Five (more) reasons we don’t talk about money

and how to overcome these blocks.

Lone Elephant. Paul Claireaux
This insight is available for licensed use — See base of page.

This (10 to 20-minute read) is the second of two Insights for anyone who struggles to talk about (and deal with) personal money matters.

And, that’s most of us at times!

Here, we’ll explore another five (of ten) reasons we might find it hard to talk about money, whether with close friends, family or a financial professional.

You can read the first five reasons we don’t talk about money here

Could there be more than ten reasons?

Yes, absolutely.

There may be many more reasons why we don’t have productive conversations about money – and if you struggle with this, for these or other reasons, we’d love to hear from you.

We’ll happily (and anonymously) add more blocks to our lists when we revise them.

Of course, sound financial education enables us to make better money decisions. We’ve known for 50 years (from the work of psychologist Albert Bandura) that we’re more likely to deal with challenging tasks when we feel more capable of engaging with them.

So, we’ll share more Insights in future to answer essential money questions. If you’d like to have those sent straight to your inbox, sign up for our newsletter here.

Now, let’s continue with our list and explore reasons 6 to 10 for why we don’t talk about money.

Reason 6: We have an unhelpful attitude to money

Did you get lucky. Paul Claireaux

Most of us form attitudes to crucial life questions based on flawed or incomplete information – at various points in our lives.

Forming binary (good or bad) views on most topics is easy, as we can see on Social Media, where such attitudes undermine useful conversations.

Echo Chambers and Flame WarsSo, it’s worth knowing something about ‘attitudes’, which Psychologists describe as having three (ABC) components:

  • A reminds us of the Affective component: how our feelings affect our attitude – and vice versa.
  • B is for the Behavioral component: our behaviour affects our attitude – and vice versa.
  • C is for the Cognitive component: what we believe and know (about the ‘thing’ under discussion) affects our attitude – and vice versa!

Collected data entries
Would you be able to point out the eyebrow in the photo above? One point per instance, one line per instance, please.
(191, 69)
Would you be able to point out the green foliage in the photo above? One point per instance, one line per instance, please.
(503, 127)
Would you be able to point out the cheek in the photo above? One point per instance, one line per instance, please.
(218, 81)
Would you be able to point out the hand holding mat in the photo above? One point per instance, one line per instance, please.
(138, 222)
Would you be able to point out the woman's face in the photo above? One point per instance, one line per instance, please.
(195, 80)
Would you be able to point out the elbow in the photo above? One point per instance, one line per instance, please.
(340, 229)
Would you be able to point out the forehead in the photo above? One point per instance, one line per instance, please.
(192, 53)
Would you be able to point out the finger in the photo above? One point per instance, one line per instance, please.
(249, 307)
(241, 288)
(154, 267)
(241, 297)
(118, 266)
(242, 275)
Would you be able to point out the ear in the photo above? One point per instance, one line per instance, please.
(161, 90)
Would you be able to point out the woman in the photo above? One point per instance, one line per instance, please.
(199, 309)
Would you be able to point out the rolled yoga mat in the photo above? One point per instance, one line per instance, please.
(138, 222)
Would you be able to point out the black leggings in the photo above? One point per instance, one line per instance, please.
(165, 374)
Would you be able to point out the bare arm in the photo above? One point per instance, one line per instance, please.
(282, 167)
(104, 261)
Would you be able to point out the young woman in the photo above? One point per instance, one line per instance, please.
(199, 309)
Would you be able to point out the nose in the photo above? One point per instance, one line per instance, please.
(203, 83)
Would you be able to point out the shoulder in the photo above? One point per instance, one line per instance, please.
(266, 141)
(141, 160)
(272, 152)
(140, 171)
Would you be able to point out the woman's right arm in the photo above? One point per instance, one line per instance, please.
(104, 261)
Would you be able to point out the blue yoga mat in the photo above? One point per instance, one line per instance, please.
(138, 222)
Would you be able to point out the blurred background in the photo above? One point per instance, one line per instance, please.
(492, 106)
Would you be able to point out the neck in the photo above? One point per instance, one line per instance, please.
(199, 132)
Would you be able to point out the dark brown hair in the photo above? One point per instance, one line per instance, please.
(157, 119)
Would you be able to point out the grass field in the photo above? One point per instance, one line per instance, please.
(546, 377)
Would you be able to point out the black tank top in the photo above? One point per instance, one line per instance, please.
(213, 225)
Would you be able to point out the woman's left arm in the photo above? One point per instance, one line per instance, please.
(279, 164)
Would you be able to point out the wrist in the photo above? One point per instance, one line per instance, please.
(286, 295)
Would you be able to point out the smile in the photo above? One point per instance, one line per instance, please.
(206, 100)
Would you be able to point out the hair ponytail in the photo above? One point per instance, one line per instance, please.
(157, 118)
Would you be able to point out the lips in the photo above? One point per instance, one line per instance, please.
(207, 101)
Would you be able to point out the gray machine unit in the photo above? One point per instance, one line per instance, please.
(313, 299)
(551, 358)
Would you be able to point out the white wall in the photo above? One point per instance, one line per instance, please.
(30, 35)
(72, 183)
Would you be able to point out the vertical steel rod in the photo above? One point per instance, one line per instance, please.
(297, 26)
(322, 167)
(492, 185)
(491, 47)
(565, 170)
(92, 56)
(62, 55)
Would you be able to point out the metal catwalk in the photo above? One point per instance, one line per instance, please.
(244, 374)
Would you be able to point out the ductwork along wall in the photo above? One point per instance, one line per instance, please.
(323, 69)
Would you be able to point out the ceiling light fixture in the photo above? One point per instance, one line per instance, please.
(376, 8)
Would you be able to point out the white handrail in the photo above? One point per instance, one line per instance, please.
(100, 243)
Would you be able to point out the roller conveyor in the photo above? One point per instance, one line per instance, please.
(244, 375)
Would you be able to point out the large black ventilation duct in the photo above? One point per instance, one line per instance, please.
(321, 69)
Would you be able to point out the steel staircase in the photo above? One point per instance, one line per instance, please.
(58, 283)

• [Job]: Rewrite the stretch of the money-talk article from "and how to overcome" through "personal money matters.", swapping "blocks" for "barriers".

• [Task answer]:
and how to overcome these barriers.

Lone Elephant. Paul Claireaux
This insight is available for licensed use — See base of page.

This (10 to 20-minute read) is the second of two Insights for anyone who struggles to talk about (and deal with) personal money matters.